*READING PASSAGE*:
Drybrush done by a beginner will look one way, drybrushing done by a very experienced painter will look another.
It's just a method, a tool in a tool box. Dont PAINT (ha!) yourself into a corner by writing off such a huge facet of miniature painting because in one isolated situation it doesnt look good.
Without pictures we have no idea whats going on. It could be a myriad of things going wrong to make it look disapproving.
This message was edited 1 time. Last update was at 2016/09/15 20:19:23
Everyone has their own taste.personally I will use it for fur as it gives great results.
But on more flat or smooth surfaces it looks grainy so I rather highlight instead.
It's just a case of finding your style and what works for you though.
i'm with Minus...
i don't like the look of drybrushing, except on the rubble of my bases, where a rough texture is to be expected...
if you are just starting out, it can be helpful to show where highlights need to be, and then paint a smoother layer over that...
it can help you speed up your painting, especially on fur or chain-mail where the drier paint will help you out by not running into the recesses...
personally, i would rather just use less paint on my brush, and draw the bristles across the surface at a very shallow angle, and keep the smooth look of wetter paint...
to my eye, drybrushing still looks rough, even when done by an experienced painter, on surfaces like skin and cloaks, but can be ok on fur and scales...
depends on the finish you want to see...
don't feel bad if you don't like the look
The wash I used on this was damaged because of the heat, but that aside heres a photo of screaning scull with wash and one with wash and ceramic white dry brush.
btw: his missing an arm cus Im halfway trought magnetizing my veterans.
It really is just a large area means of edge highlighting, typically used for tiny details over a large area.
It is most useful for say fur, gravel on a base, scales (depending on size) or tree-bark.
If you are just trying to add a nice sharp looking edge to something: dry-brushing it would typically look sloppy.
For fixing dry brushing: If it is for only a couple edge highlights, you could take the base paint colour and cover up the area just short of the edge.
Applying a wash after (only when you think you are done!) tends to clean up the last of the overly aggressive smearing of paint. You do not always have to paint over top all mistakes, only the areas that look bad.
I just hate to see hard work wasted, it may be recoverable but it really depends on you.

*WHAT THE TASK ASKS*: Resume the forum discussion on drybrushing miniatures above, adding new lines after its last sentence.

*RECORD EXTRACTS*:
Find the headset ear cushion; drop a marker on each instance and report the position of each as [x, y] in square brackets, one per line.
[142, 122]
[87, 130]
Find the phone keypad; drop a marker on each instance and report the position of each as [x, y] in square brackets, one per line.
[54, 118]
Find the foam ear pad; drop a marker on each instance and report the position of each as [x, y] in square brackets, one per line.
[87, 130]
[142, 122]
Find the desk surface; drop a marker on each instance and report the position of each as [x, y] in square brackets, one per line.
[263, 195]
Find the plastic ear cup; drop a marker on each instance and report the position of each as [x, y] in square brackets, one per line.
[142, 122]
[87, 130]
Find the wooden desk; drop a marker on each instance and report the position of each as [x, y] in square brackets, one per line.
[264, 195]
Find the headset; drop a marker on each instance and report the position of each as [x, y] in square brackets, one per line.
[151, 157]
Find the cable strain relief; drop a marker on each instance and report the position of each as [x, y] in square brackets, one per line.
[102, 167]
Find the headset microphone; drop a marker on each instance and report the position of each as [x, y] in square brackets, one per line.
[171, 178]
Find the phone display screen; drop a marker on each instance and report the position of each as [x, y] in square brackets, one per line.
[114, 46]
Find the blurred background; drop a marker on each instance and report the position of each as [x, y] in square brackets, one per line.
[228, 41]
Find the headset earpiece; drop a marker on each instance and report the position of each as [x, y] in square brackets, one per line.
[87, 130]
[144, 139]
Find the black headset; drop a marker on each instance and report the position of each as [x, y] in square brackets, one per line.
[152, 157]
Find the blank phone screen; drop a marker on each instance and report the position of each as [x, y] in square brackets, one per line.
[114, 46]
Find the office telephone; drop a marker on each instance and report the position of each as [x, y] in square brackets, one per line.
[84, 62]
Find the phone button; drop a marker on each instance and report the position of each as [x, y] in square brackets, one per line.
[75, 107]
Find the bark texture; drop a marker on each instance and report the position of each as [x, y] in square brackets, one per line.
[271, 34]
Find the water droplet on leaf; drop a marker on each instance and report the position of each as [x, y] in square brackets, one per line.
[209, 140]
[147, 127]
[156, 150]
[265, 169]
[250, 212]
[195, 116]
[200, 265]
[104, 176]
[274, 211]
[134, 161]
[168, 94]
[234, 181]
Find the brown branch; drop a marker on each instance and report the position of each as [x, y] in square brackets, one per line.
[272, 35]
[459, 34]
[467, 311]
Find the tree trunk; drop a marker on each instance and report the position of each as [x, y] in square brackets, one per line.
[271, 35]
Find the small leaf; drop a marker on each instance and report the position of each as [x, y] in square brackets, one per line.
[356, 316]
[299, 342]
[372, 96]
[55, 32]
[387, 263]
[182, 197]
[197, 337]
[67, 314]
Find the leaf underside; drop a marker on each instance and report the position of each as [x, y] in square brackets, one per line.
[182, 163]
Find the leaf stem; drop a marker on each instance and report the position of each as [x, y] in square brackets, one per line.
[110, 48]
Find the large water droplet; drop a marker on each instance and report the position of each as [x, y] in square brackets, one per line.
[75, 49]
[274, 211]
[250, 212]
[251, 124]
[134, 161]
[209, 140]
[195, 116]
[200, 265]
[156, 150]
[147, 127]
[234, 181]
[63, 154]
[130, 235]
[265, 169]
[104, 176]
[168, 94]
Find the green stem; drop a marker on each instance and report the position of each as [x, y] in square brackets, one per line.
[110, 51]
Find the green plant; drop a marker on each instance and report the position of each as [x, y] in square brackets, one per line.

*OUTPUT*:
Sometimes you come back to a model and gained a bit more knowledge and want to re-do many things... it happens.
Good luck!
<edit> Wow a whole bunch of you nin(jah)'ed me while I was typing away, glad we are in agreement on many things.
This message was edited 1 time. Last update was at 2016/09/15 20:46:26
A revolution is an idea which has found its bayonets.
Napoleon Bonaparte
One area I like drybrushing is when I want something to look dirty. I paint it the colour I want it to be, then I wash it with a dark brown or black, then come back and drybrush the original colour.
It's a technique I use more on military figures though, when I simultaneously want something to look a specific colour but also look a bit dirty.
The only parts of that DA mini I'd drybrush are the feathery wing things on the back (light drybrush to get the final highlight, probably after a basecoast and wash) and the glowing part of the plasma pistol (same technique)
The cloak I'd do with a baseboat, wash and probably just paint edge highlights to finish it
For white robes, I would base-coat more toward a cream colour.
Edge highlight with a brighter white.
Touch-up the highlighting with the cream colour.
Apply a deeper cream colour (add a drop or two of tan to the base paint, water it down (like the good old milk consistency) and "paint" into the crevices.
Then when it looks good, hit it with the "Sepia" wash, targeting mainly the deeper parts of the robe.
Touch-up any raised edge highlights that may have too much wash on it.
Yes, dry-brush I would never use on the robes.
The wings and the plasma gun ribs are spots where that technique is ideal.
A revolution is an idea which has found its bayonets.
Napoleon Bonaparte
Drybrush is better used on terrain, rough surfaces, small/bumpy stuff and for some basic weathering. Horrible for (big) flat or more rounded surfaces without any edges.
For the creamy colored robes of the Dark Angels I'd paint them Zandri Dust or if you want it lighter, layer Ushabti Bone ontop of it. Then use Agrax Earthshade or Seraphim Sepia thinned down with Lahmian Medium. It'll take out the usual blotchyness of the shade and flow better into the recesses. It'll take a few tries. But when you get how it works it'll look great and makes things easier for you.
This message was edited 3 times. Last update was at 2016/09/16 13:11:12
Poor ignorant guardsmen, it be but one of many of the great miracles of the Emperor! The Emperor is magic, like Harry Potter, but more magic! A most real and true SPACE WIZARD! And for the last time... I'm not a space plumber.
The Grumpy Eldar wrote: Drybrush is better used on terrain, rough surfaces, small/bumpy stuff and for some basic weathering. Horrible for (big) flat or more rounded surfaces without any edges.
It really depends. Sometimes you have a big flat surface that you don't want looking really clean, so you can layer drybrushes to create a look not dissimilar to airbrushing but with more natural variation, giving a more weathered look.
Also some tanks drybrushing can be a good way to highlight the edges in a way that doesn't make it look like a weird unnatural edge highlight (admittedly not so much Imperial Guard tanksbecause IG tanks are riveted rather than welded or cast like most real life tanks)
This message was edited 1 time. Last update was at 2016/09/16 13:21:18
To add interesting texture to the curved surfaces sometimes a "stipple" looks good.
Think of it as a dry-brush method of pointillism.
Spoiler:
I think the look of the image here you can love or hate depending on tastes really.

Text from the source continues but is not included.